INSTRUCTIONS TO FOLLOW: When you reach the line in the data below that contains "One point marks each instance of the riverbank.", please start repeating lines exactly, and stop after the line that contains "One point marks each instance of the dark tiled", repeating nothing else.

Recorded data
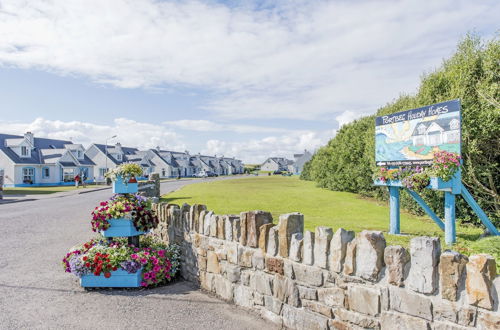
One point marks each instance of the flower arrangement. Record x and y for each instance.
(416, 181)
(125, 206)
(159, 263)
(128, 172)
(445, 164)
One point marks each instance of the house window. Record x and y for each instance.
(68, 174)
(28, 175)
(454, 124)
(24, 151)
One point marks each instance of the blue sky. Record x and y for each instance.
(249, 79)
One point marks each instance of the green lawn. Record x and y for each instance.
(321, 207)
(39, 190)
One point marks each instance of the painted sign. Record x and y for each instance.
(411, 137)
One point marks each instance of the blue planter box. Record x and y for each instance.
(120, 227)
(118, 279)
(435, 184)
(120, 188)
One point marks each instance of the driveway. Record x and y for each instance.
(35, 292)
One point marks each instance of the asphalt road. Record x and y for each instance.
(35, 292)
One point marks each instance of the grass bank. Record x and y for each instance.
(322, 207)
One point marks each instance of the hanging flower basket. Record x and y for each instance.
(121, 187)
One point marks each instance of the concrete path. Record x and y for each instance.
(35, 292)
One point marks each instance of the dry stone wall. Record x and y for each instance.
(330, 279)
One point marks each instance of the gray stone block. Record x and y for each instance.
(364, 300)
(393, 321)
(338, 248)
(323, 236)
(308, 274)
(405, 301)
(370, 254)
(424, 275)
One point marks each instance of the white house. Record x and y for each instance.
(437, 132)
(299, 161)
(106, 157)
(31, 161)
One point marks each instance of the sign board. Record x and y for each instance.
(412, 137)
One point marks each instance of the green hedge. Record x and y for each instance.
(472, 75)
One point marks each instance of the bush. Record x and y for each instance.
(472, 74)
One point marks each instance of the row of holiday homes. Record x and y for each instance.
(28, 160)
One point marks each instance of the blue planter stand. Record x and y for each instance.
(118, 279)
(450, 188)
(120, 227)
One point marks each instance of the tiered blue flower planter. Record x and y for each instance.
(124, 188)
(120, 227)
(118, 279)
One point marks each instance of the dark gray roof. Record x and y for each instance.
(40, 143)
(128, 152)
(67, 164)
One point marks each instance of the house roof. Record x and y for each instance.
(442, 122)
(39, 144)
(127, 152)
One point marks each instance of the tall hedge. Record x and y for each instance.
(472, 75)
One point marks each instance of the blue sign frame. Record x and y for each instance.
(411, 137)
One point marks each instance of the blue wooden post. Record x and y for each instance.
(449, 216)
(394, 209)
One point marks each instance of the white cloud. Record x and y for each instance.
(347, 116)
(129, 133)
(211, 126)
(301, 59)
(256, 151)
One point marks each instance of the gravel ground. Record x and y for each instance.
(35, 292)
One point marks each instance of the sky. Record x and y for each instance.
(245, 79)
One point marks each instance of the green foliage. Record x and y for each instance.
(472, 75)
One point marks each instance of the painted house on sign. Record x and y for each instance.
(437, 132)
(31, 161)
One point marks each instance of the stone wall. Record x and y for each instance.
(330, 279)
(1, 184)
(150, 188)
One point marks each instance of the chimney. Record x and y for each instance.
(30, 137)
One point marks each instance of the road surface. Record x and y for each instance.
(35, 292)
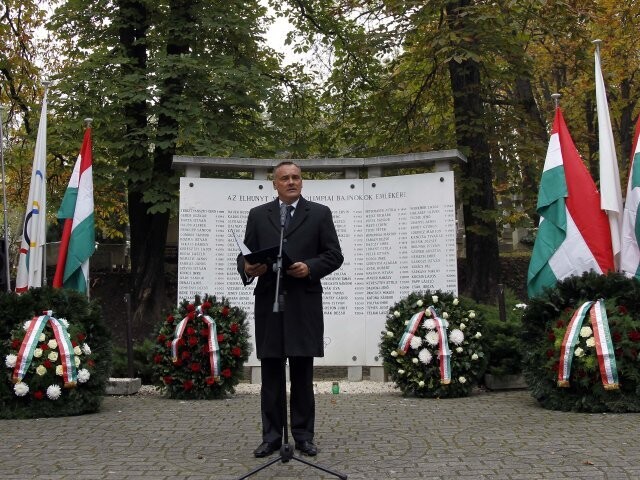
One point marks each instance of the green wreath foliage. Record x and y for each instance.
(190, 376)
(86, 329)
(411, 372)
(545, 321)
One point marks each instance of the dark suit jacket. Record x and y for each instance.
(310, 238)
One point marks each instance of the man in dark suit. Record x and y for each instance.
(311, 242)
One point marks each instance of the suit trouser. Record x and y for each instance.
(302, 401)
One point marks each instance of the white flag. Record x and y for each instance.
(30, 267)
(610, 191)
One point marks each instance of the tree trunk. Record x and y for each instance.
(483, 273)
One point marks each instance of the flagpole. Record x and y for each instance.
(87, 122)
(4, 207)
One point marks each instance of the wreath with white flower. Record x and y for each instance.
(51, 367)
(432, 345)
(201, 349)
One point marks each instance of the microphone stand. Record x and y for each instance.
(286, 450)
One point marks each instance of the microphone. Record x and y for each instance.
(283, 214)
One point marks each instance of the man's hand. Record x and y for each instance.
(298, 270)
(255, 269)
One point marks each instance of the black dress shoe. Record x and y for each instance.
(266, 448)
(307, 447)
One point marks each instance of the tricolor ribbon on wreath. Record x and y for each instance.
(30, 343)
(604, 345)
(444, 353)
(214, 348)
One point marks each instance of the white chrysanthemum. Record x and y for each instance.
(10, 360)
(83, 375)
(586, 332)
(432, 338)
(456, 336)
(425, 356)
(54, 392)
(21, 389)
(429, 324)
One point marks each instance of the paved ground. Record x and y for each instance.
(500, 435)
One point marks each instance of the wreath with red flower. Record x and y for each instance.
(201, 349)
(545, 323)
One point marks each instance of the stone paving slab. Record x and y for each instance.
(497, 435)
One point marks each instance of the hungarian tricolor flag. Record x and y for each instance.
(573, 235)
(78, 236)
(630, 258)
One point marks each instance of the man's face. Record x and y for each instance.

* * *

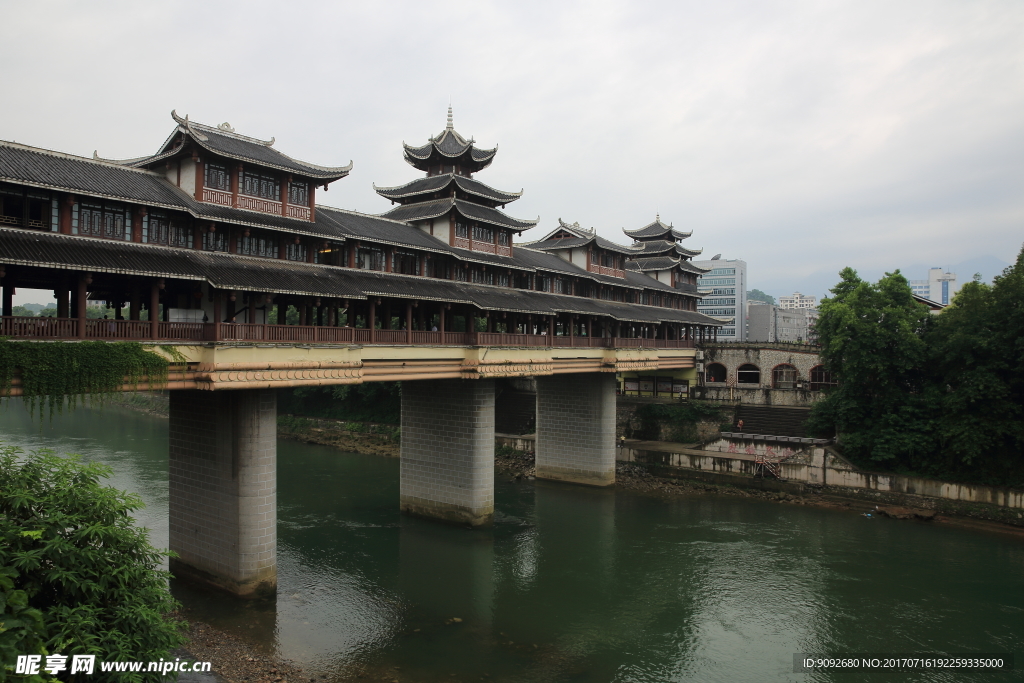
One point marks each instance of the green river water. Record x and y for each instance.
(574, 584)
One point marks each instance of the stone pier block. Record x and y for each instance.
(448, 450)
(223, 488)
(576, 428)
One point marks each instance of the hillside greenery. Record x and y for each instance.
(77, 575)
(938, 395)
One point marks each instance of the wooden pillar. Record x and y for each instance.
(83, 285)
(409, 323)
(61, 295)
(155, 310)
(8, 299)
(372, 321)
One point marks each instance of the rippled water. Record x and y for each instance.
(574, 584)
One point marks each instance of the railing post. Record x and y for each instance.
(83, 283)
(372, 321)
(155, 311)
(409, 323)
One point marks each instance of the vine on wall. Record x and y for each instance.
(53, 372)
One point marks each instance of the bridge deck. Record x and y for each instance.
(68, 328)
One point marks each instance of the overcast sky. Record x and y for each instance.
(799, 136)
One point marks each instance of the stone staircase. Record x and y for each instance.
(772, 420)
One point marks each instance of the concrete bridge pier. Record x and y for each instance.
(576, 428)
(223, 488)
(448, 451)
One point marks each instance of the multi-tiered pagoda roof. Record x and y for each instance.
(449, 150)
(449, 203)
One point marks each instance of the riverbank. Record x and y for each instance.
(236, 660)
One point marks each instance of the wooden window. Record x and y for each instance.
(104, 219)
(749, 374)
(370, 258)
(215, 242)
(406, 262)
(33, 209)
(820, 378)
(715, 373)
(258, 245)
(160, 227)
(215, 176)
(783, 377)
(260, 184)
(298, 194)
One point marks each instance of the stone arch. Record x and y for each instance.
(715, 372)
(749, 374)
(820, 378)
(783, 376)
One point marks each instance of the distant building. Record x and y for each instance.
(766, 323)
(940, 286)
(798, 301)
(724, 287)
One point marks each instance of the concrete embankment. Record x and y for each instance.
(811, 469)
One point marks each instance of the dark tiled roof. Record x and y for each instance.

...

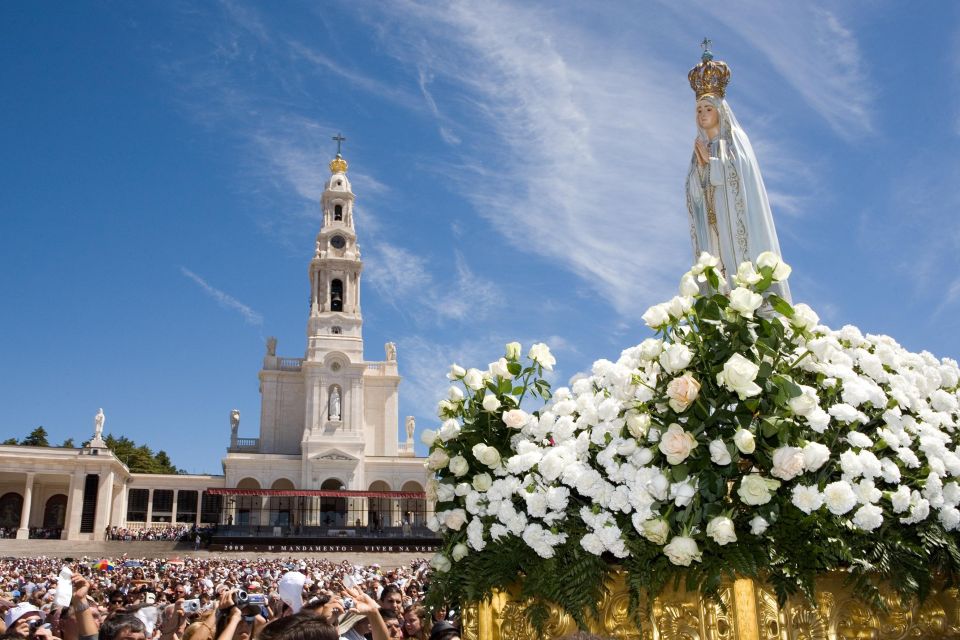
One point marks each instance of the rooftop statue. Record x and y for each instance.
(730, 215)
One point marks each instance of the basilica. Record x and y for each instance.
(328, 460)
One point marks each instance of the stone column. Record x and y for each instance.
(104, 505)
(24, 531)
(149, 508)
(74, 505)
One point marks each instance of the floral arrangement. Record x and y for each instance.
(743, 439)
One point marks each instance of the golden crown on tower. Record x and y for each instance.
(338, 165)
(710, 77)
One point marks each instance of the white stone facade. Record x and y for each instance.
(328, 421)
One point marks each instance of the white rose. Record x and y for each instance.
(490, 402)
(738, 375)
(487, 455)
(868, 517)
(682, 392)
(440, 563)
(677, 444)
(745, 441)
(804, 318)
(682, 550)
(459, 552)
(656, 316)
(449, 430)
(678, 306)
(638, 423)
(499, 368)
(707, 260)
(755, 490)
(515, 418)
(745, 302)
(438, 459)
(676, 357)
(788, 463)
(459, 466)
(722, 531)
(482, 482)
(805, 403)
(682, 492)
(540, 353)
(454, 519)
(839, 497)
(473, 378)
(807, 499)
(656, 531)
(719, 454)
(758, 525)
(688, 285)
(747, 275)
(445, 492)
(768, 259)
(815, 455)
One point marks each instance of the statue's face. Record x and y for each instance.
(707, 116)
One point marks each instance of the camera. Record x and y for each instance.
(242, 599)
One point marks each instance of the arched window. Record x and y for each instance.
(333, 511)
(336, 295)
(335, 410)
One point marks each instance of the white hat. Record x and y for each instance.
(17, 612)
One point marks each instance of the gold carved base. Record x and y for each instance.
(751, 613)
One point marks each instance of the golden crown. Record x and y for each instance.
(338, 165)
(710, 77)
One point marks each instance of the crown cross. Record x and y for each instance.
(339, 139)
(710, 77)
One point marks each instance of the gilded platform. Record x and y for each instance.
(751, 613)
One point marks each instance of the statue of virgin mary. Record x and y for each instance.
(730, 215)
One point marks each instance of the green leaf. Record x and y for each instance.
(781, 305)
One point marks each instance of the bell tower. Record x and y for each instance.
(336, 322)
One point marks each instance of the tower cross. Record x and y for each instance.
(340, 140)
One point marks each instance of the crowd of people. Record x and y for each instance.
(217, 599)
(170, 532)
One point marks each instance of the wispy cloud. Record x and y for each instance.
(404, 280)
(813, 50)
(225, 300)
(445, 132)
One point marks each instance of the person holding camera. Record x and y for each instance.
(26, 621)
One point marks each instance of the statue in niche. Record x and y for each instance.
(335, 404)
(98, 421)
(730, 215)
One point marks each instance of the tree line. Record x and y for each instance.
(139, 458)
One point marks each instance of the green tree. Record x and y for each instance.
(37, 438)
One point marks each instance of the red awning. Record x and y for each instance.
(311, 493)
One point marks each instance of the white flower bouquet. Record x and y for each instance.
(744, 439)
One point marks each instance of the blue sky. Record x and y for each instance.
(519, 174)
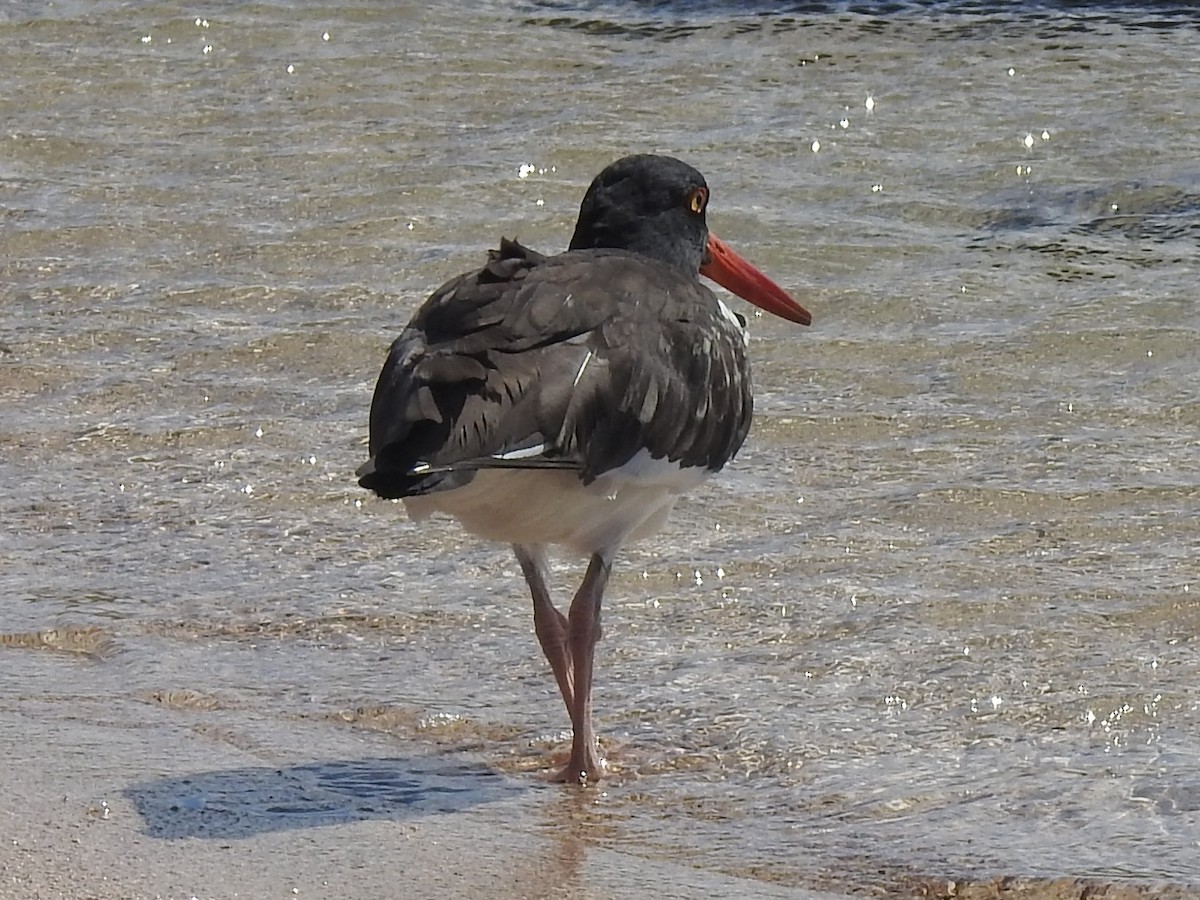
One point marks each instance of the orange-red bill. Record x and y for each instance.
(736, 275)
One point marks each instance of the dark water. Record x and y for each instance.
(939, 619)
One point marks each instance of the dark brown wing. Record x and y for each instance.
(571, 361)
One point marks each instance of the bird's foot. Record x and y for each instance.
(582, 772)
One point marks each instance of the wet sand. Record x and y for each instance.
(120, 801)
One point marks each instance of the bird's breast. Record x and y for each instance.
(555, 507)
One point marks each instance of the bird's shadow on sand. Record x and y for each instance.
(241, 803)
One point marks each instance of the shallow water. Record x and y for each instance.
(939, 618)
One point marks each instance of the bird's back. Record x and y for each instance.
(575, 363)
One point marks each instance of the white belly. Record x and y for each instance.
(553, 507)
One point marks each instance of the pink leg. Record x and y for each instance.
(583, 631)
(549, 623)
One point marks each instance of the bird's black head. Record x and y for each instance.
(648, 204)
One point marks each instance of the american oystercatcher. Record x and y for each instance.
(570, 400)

RESULT BELOW:
One point marks each instance of the riverbank. Record x and y for each instance.
(236, 660)
One point marks each instance of the wooden window. Record x and y for each instance.
(104, 219)
(749, 374)
(370, 258)
(215, 242)
(406, 262)
(33, 209)
(820, 378)
(715, 373)
(258, 245)
(160, 227)
(215, 176)
(783, 377)
(260, 184)
(298, 194)
One point marks each instance of the stone arch. Record x and y for each instance.
(715, 372)
(749, 374)
(820, 378)
(783, 376)
One point marks each instance of the distant building. Record x and y for each instance.
(766, 323)
(940, 286)
(798, 301)
(724, 287)
One point marks each instance of the concrete embankment. Record x and y for each instance.
(811, 469)
One point marks each instance of the dark tiled roof. Record x and y for each instance.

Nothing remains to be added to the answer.